*Problem details*
Transcribe all of the rows below verbatim, omitting the pictures from your answer.

:::::

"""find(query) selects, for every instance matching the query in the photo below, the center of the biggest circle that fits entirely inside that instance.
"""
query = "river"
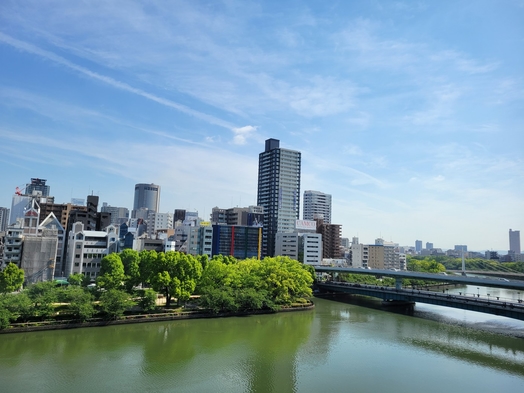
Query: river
(341, 346)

:::::

*Written response*
"""find(query) selects, for every instance matching the query in the photo below, the center of the biggest circle that fits entirely inside that instance.
"""
query = "river"
Query: river
(341, 346)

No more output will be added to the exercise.